## Article
----------------

With the team’s approval and a new set of empty schemas, I could move forward with the next step: actually getting the real dbt project up and running. Fortunately, I had learned a lot during my experiments over the past few months, so I already had a rough plan of approach. The biggest hurdle would be getting the first model to successfully run - not only being able to run a dbt command on my local computer to query and create a table, but also creating a workflow in Civis that would run a dbt command within a docker container and successfully connect to the database and create that table. And the local development environment needed to be sufficiently documented and easy to setup so that other engineers could do the same thing. Getting both the development environment (VS Code + dbt power user extension, venv, environment variables + profile for database connection) and the production environment (docker container, Civis credentials + environment variables for database connection, Civis workflow) correctly set up took some trial and error, but eventually we figured it out and got it running. By May 2023 the dbt project repo, local development environment configurations, and production civis workflow were all set up and there were a few models added to serve as examples. None of this would have been possible without the support of Albert Lee, our AWS/Docker/all-things-infrastructure wizard.

The next steps were to start populating the staging schemas with the most frequently used core sources (e.g. the 311 database, the permitting/licensing database, the EGIS database) and migrating over transformations that used those data sources, as well as onboarding the engineers most excited to start working on the dbt project. Going from 1 to 2+ people working on the project is always a big but important step, and was a good opportunity to work through any kinks in the process (is the documentation thorough enough? does it work on your machine?). By June 2023 there were 3 of us working on the project, and we were able to ramp up the migration process. I’m so grateful to Jenna Flanagan and David Falta for their strong and early belief in the dbt project (and their continued commitment to it after my departure!).

By July most of the engineering team had been onboarded to the dbt project, and we also had a very good idea of what to focus on migrating in the near term. In addition to the new schemas and dbt migration on the data engineering side, the analysts were starting a migration project of their own - transitioning from Tableau to Power BI. The timing for this double migration worked out perfectly, and we decided that all Power BI dashboards would be built exclusively from the new production schemas (and thus the transformations being handled by dbt). Once the set of dashboards being rebuilt first were determined, the engineering team had a definite list of table dependencies to focus on migrating to dbt and the new schemas. We could also go ahead and document those future dashboards and their dependencies as exposures in the dbt project. And given that the dbt generated documentation site was the initial selling point of dbt (those lineage graphs!), we also focused on getting an internal website (hosted via AWS services) that was updated daily ready for the team to reference.

By September we had successfully migrated all of the high priority Power BI dashboard dependencies, had a hosted dbt-generated documentation site customized with City of Boston branding, and the new set of ELT workflows (the new import workflows and the dbt build workflows) were running daily in production. Within 6 months we had a functioning (if minimal) redesigned data warehouse and dbt-centric ELT workflows… just in time.

----------------

## Records
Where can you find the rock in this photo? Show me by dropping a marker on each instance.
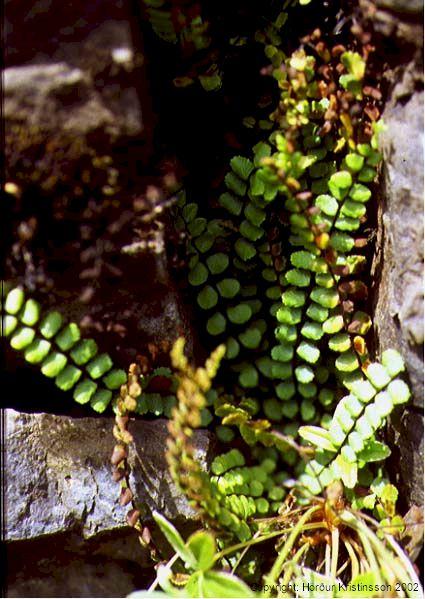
(59, 475)
(58, 97)
(63, 520)
(408, 459)
(71, 92)
(399, 309)
(398, 267)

----------------

## Task goal
In the dbt migration account, how many people were working on the project by June 2023?

## Solution to this task
Three people were working on the project by June 2023.